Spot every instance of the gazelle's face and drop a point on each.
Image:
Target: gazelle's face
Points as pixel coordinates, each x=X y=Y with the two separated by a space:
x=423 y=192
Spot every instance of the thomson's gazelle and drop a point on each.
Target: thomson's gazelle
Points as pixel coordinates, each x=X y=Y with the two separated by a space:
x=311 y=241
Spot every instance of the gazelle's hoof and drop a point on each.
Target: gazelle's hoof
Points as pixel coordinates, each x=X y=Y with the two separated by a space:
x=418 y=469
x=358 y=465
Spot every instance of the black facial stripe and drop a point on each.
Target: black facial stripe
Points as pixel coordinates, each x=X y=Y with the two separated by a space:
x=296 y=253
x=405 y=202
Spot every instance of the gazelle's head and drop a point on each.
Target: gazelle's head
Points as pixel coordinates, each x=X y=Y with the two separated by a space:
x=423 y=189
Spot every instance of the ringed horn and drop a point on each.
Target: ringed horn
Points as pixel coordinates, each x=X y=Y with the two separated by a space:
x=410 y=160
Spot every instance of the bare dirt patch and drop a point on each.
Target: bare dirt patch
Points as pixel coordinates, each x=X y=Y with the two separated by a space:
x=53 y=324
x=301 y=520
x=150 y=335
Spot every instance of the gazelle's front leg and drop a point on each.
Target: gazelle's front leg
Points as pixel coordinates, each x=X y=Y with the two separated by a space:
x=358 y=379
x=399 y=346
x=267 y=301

■ ■ ■

- [THE PROBLEM] Copy each record from above exactly, and include every line.

- [FINAL ANSWER]
Spot every instance of the gazelle's face and drop a point on each.
Image:
Target: gazelle's face
Points as pixel coordinates, each x=X y=Y with the two separated by a space:
x=423 y=192
Spot every instance of the thomson's gazelle and drop a point on each.
Target: thomson's gazelle
Points as pixel coordinates, each x=X y=Y with the two separated by a space:
x=311 y=241
Spot every instance of the gazelle's hoof and drop a point on each.
Target: gazelle's hoof
Points as pixel coordinates, each x=X y=Y with the two separated by a space:
x=418 y=469
x=358 y=465
Spot every instance of the black facial stripe and drop a point on each.
Target: black facial stripe
Points as pixel coordinates, each x=X y=Y with the two separated by a space:
x=296 y=253
x=405 y=202
Spot every instance of the gazelle's head and drop a point on each.
Target: gazelle's head
Points as pixel coordinates, each x=X y=Y with the two separated by a space:
x=423 y=189
Spot every instance of the ringed horn and drop a point on each.
Target: ringed horn
Points as pixel coordinates, each x=X y=Y with the two separated by a space:
x=410 y=160
Spot every instance of the bare dirt patch and drop a point on each.
Target: bare dirt patch
Points as pixel coordinates, each x=X y=Y with the two separated by a space:
x=53 y=324
x=301 y=520
x=150 y=335
Spot every instance of the gazelle's front leg and drop a point on each.
Target: gazelle's front leg
Points as pixel coordinates, each x=X y=Y with the two separated by a space:
x=358 y=379
x=399 y=346
x=267 y=301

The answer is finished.